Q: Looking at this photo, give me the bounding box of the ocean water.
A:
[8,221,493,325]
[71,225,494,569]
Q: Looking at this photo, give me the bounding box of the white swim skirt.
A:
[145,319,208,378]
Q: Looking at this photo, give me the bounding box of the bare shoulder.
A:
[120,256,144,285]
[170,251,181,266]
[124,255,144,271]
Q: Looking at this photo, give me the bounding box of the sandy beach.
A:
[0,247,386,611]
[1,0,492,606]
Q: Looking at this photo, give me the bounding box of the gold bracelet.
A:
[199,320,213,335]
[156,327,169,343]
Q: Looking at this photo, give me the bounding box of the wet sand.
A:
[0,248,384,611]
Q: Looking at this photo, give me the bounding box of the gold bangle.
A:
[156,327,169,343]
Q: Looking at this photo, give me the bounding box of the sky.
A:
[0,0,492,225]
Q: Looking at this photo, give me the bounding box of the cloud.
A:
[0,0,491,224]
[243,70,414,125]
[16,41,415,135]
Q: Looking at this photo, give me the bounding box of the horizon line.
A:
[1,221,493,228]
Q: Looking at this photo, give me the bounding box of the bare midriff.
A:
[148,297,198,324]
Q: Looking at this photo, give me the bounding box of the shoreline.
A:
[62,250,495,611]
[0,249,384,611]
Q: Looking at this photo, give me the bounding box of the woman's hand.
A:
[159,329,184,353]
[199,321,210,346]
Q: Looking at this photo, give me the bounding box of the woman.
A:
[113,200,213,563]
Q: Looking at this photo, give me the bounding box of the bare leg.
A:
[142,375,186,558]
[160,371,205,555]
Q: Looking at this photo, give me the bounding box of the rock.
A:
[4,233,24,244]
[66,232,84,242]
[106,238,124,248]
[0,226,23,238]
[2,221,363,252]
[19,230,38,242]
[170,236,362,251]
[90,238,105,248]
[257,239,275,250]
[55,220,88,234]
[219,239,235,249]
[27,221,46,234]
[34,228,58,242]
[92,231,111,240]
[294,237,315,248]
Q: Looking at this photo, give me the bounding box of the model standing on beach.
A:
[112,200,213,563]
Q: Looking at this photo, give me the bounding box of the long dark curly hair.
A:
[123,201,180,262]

□ □ □

* Try it
Every record above needs to be repeated word for word.

* Result of the task
Q: Looking at this photo, give me the bounding box of the ocean water.
A:
[8,221,493,325]
[71,225,494,569]
Q: Looking at this photo, give me the bounding box of the white swim skirt.
A:
[145,319,208,378]
Q: Looking at this photo, give me the bounding box of the bare shoulder.
A:
[120,256,144,285]
[170,251,181,266]
[124,255,144,271]
Q: Looking at this photo, give me the bounding box of the sandy beach.
A:
[0,247,386,611]
[1,0,492,606]
Q: Looking at this photo, give me the bounding box of the gold bracelet.
A:
[199,320,213,335]
[156,327,169,343]
Q: Looking at this photo, give me the bounding box of the wet sand.
A:
[0,248,384,611]
Q: Looking at this photo, give me the bounding box of the gold bangle.
A:
[156,327,169,343]
Q: Looking at this photo, give me the bounding box of the sky.
A:
[0,0,492,225]
Q: Looking at this photo, give me the bounding box of the cloud.
A:
[0,0,491,224]
[243,70,414,125]
[16,41,415,135]
Q: Looking at this photo, give me the bounding box of the horizon line.
A:
[1,221,493,228]
Q: Looking at this photo, give me the bounding box of the bare midriff.
A:
[148,297,198,324]
Q: Looking at this photo, give me the bounding box of the shoreline.
A:
[62,250,495,611]
[0,249,384,611]
Q: Looking at this photo, give me the bounding box of the woman's hand.
A:
[159,329,184,353]
[199,321,210,346]
Q: Looking at this photo, give me the bounding box of the woman.
A:
[113,200,213,563]
Q: Looking at this photo, give me the bounding box of the bare leg.
A:
[142,375,186,558]
[160,371,205,555]
Q: Looking at this photo, give me the bounding box of the rock.
A:
[4,233,24,244]
[66,232,84,242]
[106,238,124,248]
[0,226,23,238]
[2,221,363,252]
[19,230,38,242]
[170,236,362,251]
[90,238,105,248]
[257,239,275,250]
[55,220,88,234]
[219,239,235,249]
[27,221,46,234]
[34,228,58,242]
[92,231,111,240]
[294,237,315,248]
Q: Looking at this photo, give me the bounding box of the model standing on beach.
A:
[112,200,213,563]
Q: Looking at this photo, give me the bounding box of the long dark curly hair.
A:
[123,201,180,262]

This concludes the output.